Business Partnership Agreements in Florida: 5 Clauses You Can’t Afford to Skip
Protect your Florida business with the right partnership agreement. Discover the 5 essential clauses every partner must include before signing anything.

Business partnership agreements in Florida are one of the most important legal documents you will ever sign — and also one of the most commonly overlooked. You and your partner are excited, the business idea is solid, and the last thing you want to do is sit down and draft a contract that feels like it is preparing for things to go wrong. That mindset has cost countless Florida business owners their companies, their money, and sometimes their friendships.
Here is the reality: Florida does not require a written partnership agreement to form a legally recognized partnership. Two people can start operating a business together and, under Florida Revised Uniform Partnership Act (Chapter 620, Florida Statutes), a general partnership exists the moment they begin operating as co-owners for profit. But without a written agreement, you are stuck with whatever Florida’s default state rules say — and those rules rarely match what you and your partner actually intended.
This guide walks through the five clauses that Florida business attorneys consistently identify as the ones most likely to either save a partnership or destroy it when they are missing. Whether you are forming a general partnership, a limited liability partnership (LLP), or any other structure, understanding these provisions before you sign will protect your investment, your relationships, and your peace of mind. Let’s get into it.
Why a Written Florida Partnership Agreement Is Non-Negotiable
Before we get into the specific clauses, it helps to understand what is actually at stake if you skip the written agreement or use a generic template that does not account for Florida law.
What Happens Without One
Without a properly drafted Florida partnership agreement, the state fills in the blanks for you. That means:
- Profits and losses are split equally, regardless of how much each partner actually contributed
- Every partner has equal management authority, which can lead to gridlock on major decisions
- Any partner can legally bind the partnership to contracts and obligations without the others’ consent
- Dissolution rules default to state law, which may not reflect what partners want to happen when someone exits
These default rules are not designed to match your specific situation. They are designed to be a fallback when people have not planned ahead. The only way to override them and protect yourself is with a clear, written agreement.
Florida-Specific Legal Context
Florida partnerships are governed primarily by Chapter 620 of the Florida Statutes, which incorporates the Revised Uniform Partnership Act (RUPA). Under this framework, different partnership types — general partnerships (GP), limited partnerships (LP), limited liability partnerships (LLP), and limited liability limited partnerships (LLLP) — each have their own registration requirements and liability structures.
For example, a general partnership in Florida requires no formal state registration to operate, while an LLP must file with the Florida Department of State (Sunbiz). Registering your entity on Sunbiz, however, does not mean you have a governing agreement. Your filing establishes that your entity exists — it does not say anything about how you operate, who owns what percentage, or what happens when a partner wants out.
That is exactly why the written agreement is critical regardless of your entity type.
Business Partnership Agreements in Florida: The 5 Clauses You Can’t Afford to Skip
Clause 1: Capital Contributions and Ownership Percentages
The first thing any Florida business partnership agreement needs to get right is the ownership structure. This means clearly spelling out who contributed what, how much of the business each partner owns, and what happens if additional capital is needed down the road.

Supplied entries
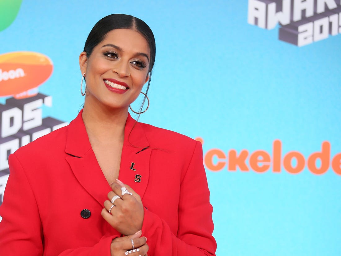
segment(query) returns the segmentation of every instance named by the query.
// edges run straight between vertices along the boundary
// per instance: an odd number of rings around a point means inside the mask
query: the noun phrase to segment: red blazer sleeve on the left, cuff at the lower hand
[[[44,230],[39,209],[27,176],[15,155],[10,155],[10,176],[0,207],[0,255],[42,256]],[[110,244],[117,236],[102,237],[92,247],[69,249],[60,256],[110,256]]]

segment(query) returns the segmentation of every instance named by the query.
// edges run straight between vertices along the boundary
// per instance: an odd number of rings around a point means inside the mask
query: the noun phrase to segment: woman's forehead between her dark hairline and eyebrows
[[[147,40],[142,34],[133,29],[114,29],[109,31],[99,47],[106,44],[114,44],[123,51],[135,53],[145,53],[150,56],[150,50]]]

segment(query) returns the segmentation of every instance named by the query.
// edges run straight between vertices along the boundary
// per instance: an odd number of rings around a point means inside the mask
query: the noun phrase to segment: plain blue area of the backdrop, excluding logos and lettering
[[[307,159],[323,141],[331,157],[341,152],[341,35],[303,47],[279,41],[278,27],[247,23],[247,1],[23,1],[0,32],[0,54],[32,51],[53,61],[39,87],[53,96],[44,116],[77,115],[78,56],[92,26],[112,13],[144,20],[155,35],[151,103],[140,122],[201,137],[204,154],[271,155],[276,139],[282,157],[298,151]],[[341,177],[331,168],[323,175],[283,166],[262,174],[206,170],[218,256],[341,255]]]

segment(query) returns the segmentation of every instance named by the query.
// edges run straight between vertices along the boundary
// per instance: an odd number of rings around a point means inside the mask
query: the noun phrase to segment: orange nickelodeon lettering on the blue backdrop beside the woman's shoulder
[[[196,140],[203,143],[201,138]],[[264,150],[256,150],[252,153],[248,150],[241,150],[238,154],[234,149],[225,154],[224,151],[213,148],[206,152],[204,163],[207,169],[213,172],[227,168],[228,171],[239,169],[242,172],[253,170],[257,173],[264,173],[271,168],[274,173],[280,173],[284,169],[290,174],[298,174],[307,167],[311,173],[321,175],[331,167],[336,174],[341,175],[341,153],[331,157],[328,141],[322,143],[321,151],[313,152],[308,158],[298,151],[290,151],[282,155],[282,142],[275,140],[271,154]]]

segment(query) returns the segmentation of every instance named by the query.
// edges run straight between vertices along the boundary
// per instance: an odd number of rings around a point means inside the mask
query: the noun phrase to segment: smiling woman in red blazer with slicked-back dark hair
[[[79,56],[84,109],[9,158],[0,255],[215,254],[201,144],[128,114],[154,60],[142,20],[93,27]]]

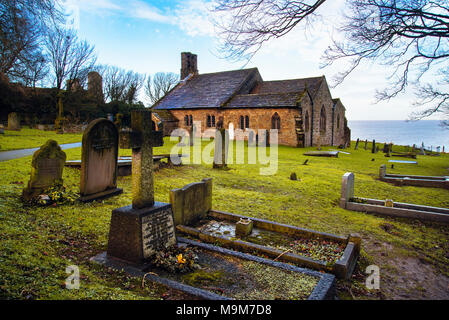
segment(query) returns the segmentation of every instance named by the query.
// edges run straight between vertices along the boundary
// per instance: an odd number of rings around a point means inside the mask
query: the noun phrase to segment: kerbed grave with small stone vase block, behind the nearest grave
[[[241,236],[238,224],[248,220],[252,222],[252,230],[249,235]],[[176,231],[202,242],[219,243],[229,249],[332,273],[342,279],[350,278],[361,245],[358,235],[343,237],[217,210],[210,210],[205,218],[190,226],[177,225]],[[300,251],[304,248],[309,251]]]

Exercises
- 1) Copy the part of the Florida partnership agreement guide starting at "Florida-Specific Legal Context" and ending at "and liability structures.", word for word.
- 2) Continue the Florida partnership agreement guide, picking up right after its last sentence.

Responses by item number
- 1)
Florida-Specific Legal Context
Florida partnerships are governed primarily by Chapter 620 of the Florida Statutes, which incorporates the Revised Uniform Partnership Act (RUPA). Under this framework, different partnership types — general partnerships (GP), limited partnerships (LP), limited liability partnerships (LLP), and limited liability limited partnerships (LLLP) — each have their own registration requirements and liability structures.

- 2)
This sounds straightforward, but it creates conflict more often than any other provision. Here is why: two partners might agree that one will contribute $50,000 in cash and the other will contribute “sweat equity” — time, connections, and expertise. Without documenting the agreed-upon value of that sweat equity, you will eventually hit a wall. One partner believes the effort they put in entitles them to 50% ownership. The other, who wrote the check, disagrees.
Your capital contributions clause should address:
- The initial contribution of each partner, including cash, property, services, or intellectual property, and the agreed dollar value of each
- Ownership percentages tied directly to those contributions (or agreed upon separately if contributions are unequal but ownership is meant to be equal)
- Future capital calls — what happens if the business needs more money? Are partners required to contribute pro-rata? Can they decline and accept dilution?
- What happens to contributions if the partnership dissolves — are capital contributions returned first before profits are distributed?
Getting this clause right from day one eliminates the most common source of business partner disputes in Florida. It is also the foundation on which your profit-sharing and buyout provisions will rest, so it needs to be accurate and detailed.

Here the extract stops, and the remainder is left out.